THE EXERCISE: Return the data below line for line without changing anything, leaving out the pictures.

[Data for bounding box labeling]
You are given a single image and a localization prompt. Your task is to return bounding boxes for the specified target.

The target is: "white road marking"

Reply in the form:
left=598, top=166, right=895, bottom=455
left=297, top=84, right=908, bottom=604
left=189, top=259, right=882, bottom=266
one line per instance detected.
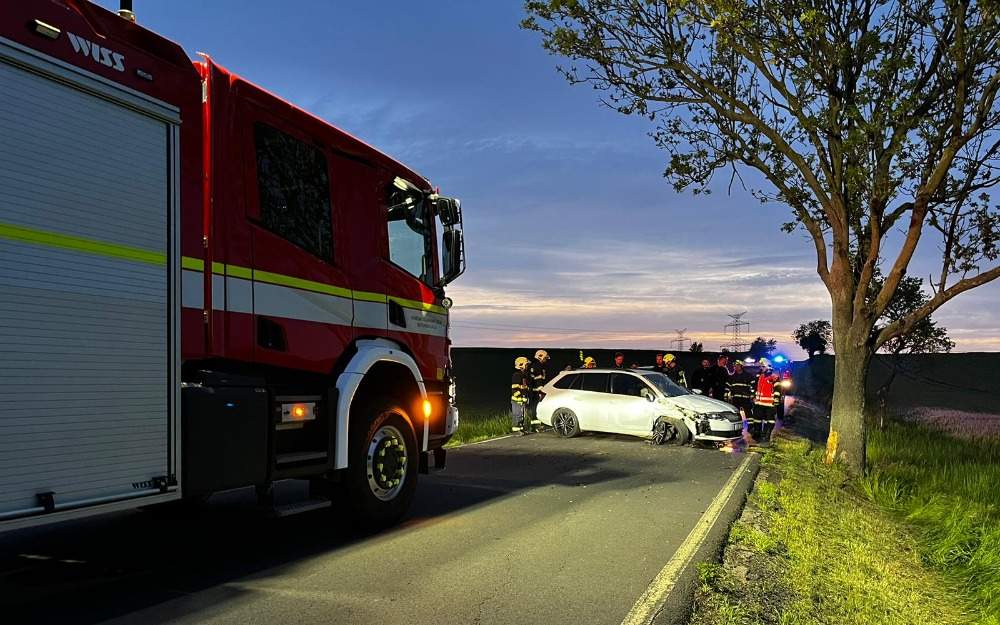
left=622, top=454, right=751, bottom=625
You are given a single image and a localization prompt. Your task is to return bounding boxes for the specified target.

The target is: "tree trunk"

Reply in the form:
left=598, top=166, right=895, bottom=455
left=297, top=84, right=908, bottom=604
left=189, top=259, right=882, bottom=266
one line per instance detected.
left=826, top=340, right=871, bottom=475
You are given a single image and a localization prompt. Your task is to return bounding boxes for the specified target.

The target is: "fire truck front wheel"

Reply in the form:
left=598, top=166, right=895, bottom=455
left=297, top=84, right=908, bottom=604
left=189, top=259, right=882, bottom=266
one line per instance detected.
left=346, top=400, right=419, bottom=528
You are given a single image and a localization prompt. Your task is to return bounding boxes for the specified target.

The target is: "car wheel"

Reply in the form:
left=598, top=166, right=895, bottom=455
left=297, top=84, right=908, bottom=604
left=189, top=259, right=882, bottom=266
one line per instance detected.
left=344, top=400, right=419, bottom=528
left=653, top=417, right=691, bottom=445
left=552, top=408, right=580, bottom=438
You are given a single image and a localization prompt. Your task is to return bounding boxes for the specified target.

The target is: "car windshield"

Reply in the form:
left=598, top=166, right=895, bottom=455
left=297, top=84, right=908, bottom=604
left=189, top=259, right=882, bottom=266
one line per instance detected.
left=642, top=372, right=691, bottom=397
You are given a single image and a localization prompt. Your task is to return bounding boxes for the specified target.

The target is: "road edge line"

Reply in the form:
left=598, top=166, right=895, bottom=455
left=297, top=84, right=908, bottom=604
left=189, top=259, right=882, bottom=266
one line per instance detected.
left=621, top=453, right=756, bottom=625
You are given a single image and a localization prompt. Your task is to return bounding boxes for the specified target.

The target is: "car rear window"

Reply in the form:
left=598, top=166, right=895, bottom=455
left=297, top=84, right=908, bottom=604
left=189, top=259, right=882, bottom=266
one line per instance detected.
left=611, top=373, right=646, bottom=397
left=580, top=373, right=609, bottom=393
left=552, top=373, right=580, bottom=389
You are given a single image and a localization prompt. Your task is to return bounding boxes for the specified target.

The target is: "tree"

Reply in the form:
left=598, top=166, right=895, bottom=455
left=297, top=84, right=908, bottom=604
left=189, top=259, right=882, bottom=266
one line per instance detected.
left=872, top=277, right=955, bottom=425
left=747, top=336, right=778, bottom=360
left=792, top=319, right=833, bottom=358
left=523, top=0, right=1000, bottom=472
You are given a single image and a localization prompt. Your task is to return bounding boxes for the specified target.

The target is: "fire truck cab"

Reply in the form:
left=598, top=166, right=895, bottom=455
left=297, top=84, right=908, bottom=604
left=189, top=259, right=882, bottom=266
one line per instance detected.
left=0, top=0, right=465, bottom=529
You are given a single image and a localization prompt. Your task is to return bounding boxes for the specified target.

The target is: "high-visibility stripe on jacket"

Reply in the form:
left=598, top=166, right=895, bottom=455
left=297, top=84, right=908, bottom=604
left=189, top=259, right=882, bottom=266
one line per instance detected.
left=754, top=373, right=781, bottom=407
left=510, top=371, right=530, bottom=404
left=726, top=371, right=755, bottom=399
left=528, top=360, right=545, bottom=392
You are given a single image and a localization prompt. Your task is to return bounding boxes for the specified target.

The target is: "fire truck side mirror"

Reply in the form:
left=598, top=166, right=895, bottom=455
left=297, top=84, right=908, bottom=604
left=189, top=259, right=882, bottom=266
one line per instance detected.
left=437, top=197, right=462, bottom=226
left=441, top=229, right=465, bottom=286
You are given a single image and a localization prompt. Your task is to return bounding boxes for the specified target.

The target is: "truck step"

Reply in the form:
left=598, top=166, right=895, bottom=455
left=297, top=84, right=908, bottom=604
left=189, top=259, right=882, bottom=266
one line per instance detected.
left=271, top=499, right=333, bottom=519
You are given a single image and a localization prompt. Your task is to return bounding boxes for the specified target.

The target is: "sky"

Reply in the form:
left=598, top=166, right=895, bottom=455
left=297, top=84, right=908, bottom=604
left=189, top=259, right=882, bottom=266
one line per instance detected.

EXPECTED OUTPUT:
You are given a single image and a localization prompt. Your task is to return bounding boxes for the specified target.

The target is: "white road marking"

Reply in the form:
left=598, top=166, right=895, bottom=455
left=297, top=84, right=908, bottom=604
left=189, top=259, right=882, bottom=266
one line per instance detected.
left=622, top=454, right=751, bottom=625
You are given a single image and a localization prompt. Your task is to return bounding boxes for the specified target.

The target is: "tree trunk"

Reply in the form:
left=598, top=166, right=895, bottom=455
left=297, top=84, right=908, bottom=604
left=189, top=259, right=882, bottom=266
one line per instance detected.
left=826, top=340, right=871, bottom=475
You are given a single image and a localization prompt. Your task is to return bounding boxes for the specified target.

The target is: "fire truck front wheel"

Reply in the form:
left=598, top=166, right=895, bottom=455
left=297, top=84, right=908, bottom=604
left=189, top=259, right=882, bottom=266
one line per instance detected.
left=346, top=400, right=419, bottom=528
You are given a single image and a localization prompt. Your task is to return bounding boxes for the specified target.

The target is: "car wheel"

Reply in the form:
left=598, top=166, right=895, bottom=455
left=297, top=84, right=908, bottom=604
left=189, top=259, right=882, bottom=266
one line per instance detected.
left=344, top=400, right=419, bottom=528
left=653, top=417, right=691, bottom=445
left=552, top=408, right=580, bottom=438
You are given a single image and a localization prompt. Your task is to return bounding boxes for the specified target.

The target is: "car windshield"

Reply in the form:
left=598, top=166, right=895, bottom=455
left=297, top=84, right=908, bottom=604
left=189, top=259, right=882, bottom=266
one line per instance detected.
left=642, top=372, right=691, bottom=397
You are given a single image and a localization prompt. Your task is to return bounding boxes for the specified target.

The target is: "road edge line"

Reply in the form:
left=598, top=166, right=895, bottom=455
left=297, top=84, right=908, bottom=604
left=189, top=259, right=882, bottom=266
one line per instance detected.
left=621, top=453, right=756, bottom=625
You are given a single image and a localization prompt. Your task is to return bounding boxes for the specified target.

The target is: "car rear window"

Reply in the form:
left=598, top=166, right=895, bottom=455
left=297, top=84, right=908, bottom=604
left=189, top=259, right=882, bottom=266
one line per instance detected.
left=611, top=373, right=646, bottom=397
left=580, top=373, right=609, bottom=393
left=552, top=373, right=580, bottom=389
You are given a single image and a localization prompt. Your task is to return bounding boxes for the specified target.

The target is: "tree"

Reply in the form:
left=598, top=166, right=895, bottom=455
left=297, top=84, right=908, bottom=604
left=189, top=259, right=882, bottom=266
one line per instance detected.
left=872, top=277, right=955, bottom=425
left=747, top=336, right=778, bottom=360
left=792, top=319, right=833, bottom=358
left=523, top=0, right=1000, bottom=472
You are given a single image and a localization prompt. Your task is to return bounding boxes for the specified target.

The target is: "fire truck cab"

Reply in the form:
left=598, top=166, right=895, bottom=455
left=297, top=84, right=908, bottom=604
left=189, top=259, right=882, bottom=266
one line per instance detected.
left=0, top=0, right=465, bottom=529
You are given a single image and a localization prompt. Your task is to return bounding boxes for the specified target.

The target is: "high-visibility stripe on jacket"

Reply in the form:
left=598, top=166, right=895, bottom=455
left=297, top=84, right=908, bottom=604
left=189, top=259, right=882, bottom=266
one line per instance detected.
left=754, top=373, right=781, bottom=407
left=510, top=371, right=530, bottom=404
left=726, top=371, right=755, bottom=399
left=528, top=360, right=545, bottom=392
You are given a single image and a localization prompt. Your task is to return bounding boxes for the specified target.

The target is: "fire truck side mirror"

Reply in the form:
left=598, top=166, right=895, bottom=455
left=297, top=84, right=908, bottom=604
left=189, top=259, right=882, bottom=266
one line per instance detected.
left=437, top=197, right=462, bottom=226
left=441, top=229, right=465, bottom=286
You are given a single image and a localization prompt. Your task is to return bounding boxes for the specified target.

The target is: "truck step"

Reply in the form:
left=598, top=166, right=895, bottom=455
left=297, top=84, right=908, bottom=604
left=189, top=259, right=882, bottom=266
one line per instance detected.
left=271, top=499, right=333, bottom=519
You are given a single image and a localization prompt. Your task is to return bounding boxes for the specified target.

The target is: "sky"

Reply in the form:
left=598, top=166, right=895, bottom=455
left=297, top=84, right=908, bottom=604
left=189, top=259, right=882, bottom=266
one line per instance detected.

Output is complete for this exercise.